## Document excerpt

•••••

Neuropsychological testing is used to assess cognitive domains such as attention, memory, processing speed, executive function, and reasoning in individuals with suspected traumatic brain injury (TBI). These assessments are most commonly indicated in complex or prolonged concussion, where symptoms persist beyond expected recovery timelines or where return-to-work, return-to-play, or medico-legal decisions are required¹.
Performance on neuropsychological tests is influenced by numerous non-injury-related factors, including prior concussion history, depression or anxiety, sleep disturbance, medication use, fatigue, pain, and motivation. These factors can either prolong recovery or mimic concussion symptoms, complicating interpretation of results².
In elite sport and research settings, neuropsychological testing is often performed pre-season to establish an individual baseline, allowing post-injury performance to be compared against the athlete’s own normative function rather than population averages³. This approach is widely used in professional leagues and collegiate sport.
However, baseline testing introduces its own limitations. Performance can be affected by effort, environmental conditions, and learning effects. In some cases, individuals may intentionally underperform at baseline (“sandbagging”), reducing the sensitivity of post-injury comparisons⁴. Even when conducted appropriately, neuropsychological tests remain indirect measures of brain function rather than direct indicators of biological injury.
While neuropsychological testing provides valuable clinical information, it is predominantly behavioural and performance-based, meaning that changes over time may not reliably reflect underlying biological recovery. Many commonly used concussion tools and symptom scales were adopted into widespread use before comprehensive validation, and their reliability, sensitivity, and specificity vary considerably⁵.

•••••

## Source information
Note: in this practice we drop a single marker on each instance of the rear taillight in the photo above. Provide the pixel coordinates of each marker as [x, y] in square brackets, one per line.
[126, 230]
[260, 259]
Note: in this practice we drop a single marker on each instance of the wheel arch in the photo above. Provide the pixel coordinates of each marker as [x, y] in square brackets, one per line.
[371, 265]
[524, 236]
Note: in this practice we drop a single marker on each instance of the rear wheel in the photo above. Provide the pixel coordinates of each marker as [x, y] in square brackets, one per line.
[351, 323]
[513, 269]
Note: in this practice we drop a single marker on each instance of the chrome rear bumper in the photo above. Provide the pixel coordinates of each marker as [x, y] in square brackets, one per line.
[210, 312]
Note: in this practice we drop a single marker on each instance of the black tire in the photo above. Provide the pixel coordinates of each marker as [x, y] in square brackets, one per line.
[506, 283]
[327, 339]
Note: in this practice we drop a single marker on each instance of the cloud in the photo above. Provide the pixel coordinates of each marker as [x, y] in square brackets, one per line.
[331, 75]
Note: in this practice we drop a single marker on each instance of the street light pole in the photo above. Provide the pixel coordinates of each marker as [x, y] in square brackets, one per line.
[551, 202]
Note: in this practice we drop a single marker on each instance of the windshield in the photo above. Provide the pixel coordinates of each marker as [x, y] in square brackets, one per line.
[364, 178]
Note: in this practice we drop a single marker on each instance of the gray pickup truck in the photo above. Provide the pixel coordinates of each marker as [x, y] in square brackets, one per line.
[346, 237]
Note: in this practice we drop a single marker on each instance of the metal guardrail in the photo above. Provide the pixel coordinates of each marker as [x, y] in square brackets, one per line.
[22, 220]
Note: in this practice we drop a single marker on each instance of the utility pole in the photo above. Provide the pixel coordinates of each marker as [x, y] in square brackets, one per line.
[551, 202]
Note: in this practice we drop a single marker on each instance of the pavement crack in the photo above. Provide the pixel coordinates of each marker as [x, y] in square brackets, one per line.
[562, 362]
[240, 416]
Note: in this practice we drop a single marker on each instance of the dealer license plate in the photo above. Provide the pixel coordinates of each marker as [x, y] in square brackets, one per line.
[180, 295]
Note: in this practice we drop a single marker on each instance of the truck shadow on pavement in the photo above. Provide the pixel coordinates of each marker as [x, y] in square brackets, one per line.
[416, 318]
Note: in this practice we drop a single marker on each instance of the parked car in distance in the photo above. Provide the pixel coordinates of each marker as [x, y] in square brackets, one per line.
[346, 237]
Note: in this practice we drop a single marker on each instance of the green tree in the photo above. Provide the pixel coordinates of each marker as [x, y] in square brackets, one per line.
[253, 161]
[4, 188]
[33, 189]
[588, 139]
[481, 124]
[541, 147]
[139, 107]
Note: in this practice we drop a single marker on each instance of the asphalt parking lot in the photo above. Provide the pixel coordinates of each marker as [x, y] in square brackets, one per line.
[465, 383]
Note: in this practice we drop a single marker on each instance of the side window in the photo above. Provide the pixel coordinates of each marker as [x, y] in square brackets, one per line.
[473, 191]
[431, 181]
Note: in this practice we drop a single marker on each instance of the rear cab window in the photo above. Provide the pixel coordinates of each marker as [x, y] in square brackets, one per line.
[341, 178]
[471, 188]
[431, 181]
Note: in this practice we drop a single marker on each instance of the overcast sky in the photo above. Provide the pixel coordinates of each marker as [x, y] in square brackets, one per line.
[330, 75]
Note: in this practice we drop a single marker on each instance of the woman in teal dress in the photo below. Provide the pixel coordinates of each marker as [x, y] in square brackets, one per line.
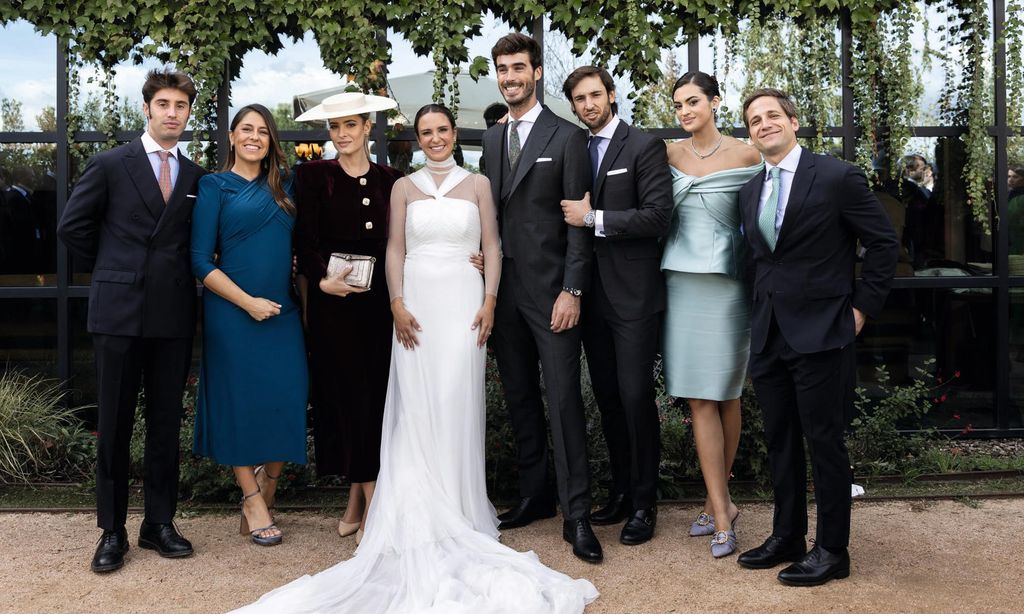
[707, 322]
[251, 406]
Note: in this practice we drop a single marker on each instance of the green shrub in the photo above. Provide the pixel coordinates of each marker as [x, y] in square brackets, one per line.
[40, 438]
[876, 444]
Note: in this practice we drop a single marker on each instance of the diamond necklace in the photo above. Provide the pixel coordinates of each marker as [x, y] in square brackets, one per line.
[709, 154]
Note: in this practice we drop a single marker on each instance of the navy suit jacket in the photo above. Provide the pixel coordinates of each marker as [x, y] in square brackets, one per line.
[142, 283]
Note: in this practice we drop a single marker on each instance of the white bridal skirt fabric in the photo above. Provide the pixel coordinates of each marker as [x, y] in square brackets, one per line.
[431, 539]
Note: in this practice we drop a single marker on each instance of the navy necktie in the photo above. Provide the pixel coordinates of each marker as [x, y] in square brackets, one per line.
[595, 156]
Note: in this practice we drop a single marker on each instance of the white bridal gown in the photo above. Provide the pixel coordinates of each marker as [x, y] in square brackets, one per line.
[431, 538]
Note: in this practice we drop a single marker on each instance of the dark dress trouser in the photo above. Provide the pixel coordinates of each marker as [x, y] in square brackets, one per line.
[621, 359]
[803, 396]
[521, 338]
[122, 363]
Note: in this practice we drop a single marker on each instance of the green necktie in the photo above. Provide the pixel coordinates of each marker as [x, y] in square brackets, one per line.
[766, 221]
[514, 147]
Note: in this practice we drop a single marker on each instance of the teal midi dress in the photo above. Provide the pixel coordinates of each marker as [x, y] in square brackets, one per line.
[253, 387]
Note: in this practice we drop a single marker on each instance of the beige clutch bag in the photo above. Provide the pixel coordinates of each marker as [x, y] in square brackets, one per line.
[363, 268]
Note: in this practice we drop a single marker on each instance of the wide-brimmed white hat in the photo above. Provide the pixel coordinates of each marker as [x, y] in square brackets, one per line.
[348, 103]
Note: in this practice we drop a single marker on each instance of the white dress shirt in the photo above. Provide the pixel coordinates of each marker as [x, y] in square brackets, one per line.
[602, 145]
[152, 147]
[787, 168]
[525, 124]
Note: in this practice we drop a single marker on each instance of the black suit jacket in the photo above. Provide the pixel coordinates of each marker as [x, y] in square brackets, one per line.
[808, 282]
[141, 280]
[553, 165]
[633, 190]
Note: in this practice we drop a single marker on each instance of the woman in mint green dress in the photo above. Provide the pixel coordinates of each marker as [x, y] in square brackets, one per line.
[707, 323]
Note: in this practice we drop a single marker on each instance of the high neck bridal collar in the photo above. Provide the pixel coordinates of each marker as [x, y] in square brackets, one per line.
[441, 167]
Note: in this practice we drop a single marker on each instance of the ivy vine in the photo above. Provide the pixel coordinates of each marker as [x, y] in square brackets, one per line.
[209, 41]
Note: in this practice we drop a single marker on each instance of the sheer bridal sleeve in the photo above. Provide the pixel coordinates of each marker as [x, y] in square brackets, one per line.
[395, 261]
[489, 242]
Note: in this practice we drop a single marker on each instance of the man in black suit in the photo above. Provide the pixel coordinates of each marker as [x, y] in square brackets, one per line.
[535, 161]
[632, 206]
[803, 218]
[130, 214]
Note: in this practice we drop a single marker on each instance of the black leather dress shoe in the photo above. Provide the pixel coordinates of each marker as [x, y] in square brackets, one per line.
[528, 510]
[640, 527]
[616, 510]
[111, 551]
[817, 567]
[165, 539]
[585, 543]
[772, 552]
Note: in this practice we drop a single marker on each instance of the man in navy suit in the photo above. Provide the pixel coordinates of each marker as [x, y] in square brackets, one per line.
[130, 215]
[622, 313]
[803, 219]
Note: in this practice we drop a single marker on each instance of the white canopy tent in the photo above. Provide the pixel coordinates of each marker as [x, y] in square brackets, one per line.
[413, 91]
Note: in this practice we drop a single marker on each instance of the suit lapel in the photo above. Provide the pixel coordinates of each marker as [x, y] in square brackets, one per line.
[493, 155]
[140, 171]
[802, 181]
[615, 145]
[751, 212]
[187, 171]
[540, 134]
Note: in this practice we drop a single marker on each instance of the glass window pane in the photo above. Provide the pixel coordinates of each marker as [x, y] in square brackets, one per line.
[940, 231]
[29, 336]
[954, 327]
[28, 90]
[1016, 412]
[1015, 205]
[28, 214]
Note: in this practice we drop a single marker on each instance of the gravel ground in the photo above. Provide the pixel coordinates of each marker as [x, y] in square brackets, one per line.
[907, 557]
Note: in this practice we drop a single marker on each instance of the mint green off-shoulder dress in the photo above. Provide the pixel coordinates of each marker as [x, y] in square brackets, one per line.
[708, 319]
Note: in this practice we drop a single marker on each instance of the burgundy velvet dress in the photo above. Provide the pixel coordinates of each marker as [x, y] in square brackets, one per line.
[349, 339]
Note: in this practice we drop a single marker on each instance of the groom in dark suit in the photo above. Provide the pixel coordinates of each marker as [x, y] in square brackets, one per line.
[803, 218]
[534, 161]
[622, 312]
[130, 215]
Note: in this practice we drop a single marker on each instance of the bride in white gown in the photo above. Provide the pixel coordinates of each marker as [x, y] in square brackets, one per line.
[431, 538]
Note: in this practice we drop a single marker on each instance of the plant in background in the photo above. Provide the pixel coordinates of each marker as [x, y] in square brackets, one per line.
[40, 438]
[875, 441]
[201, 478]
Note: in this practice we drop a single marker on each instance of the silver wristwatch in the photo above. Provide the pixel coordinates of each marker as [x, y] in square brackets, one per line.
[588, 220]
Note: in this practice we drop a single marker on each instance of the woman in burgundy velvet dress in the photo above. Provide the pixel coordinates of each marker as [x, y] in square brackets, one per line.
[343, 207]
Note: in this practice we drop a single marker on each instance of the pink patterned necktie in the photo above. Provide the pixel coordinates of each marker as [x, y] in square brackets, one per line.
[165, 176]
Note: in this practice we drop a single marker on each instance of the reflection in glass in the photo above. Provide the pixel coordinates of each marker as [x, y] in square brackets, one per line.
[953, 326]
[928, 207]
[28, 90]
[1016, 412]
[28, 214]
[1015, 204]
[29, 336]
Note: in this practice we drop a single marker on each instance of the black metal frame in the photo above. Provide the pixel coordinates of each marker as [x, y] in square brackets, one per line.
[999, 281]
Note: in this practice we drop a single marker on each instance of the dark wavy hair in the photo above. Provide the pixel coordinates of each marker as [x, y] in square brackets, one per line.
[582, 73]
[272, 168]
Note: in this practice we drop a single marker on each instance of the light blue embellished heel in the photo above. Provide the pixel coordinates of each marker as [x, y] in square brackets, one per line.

•••••

## Work instruction
Return the portion of the passage on neuropsychological testing starting with "While neuropsychological testing" and going on through "specificity vary considerably⁵.", copied word for word.

## Solution for this problem
While neuropsychological testing provides valuable clinical information, it is predominantly behavioural and performance-based, meaning that changes over time may not reliably reflect underlying biological recovery. Many commonly used concussion tools and symptom scales were adopted into widespread use before comprehensive validation, and their reliability, sensitivity, and specificity vary considerably⁵.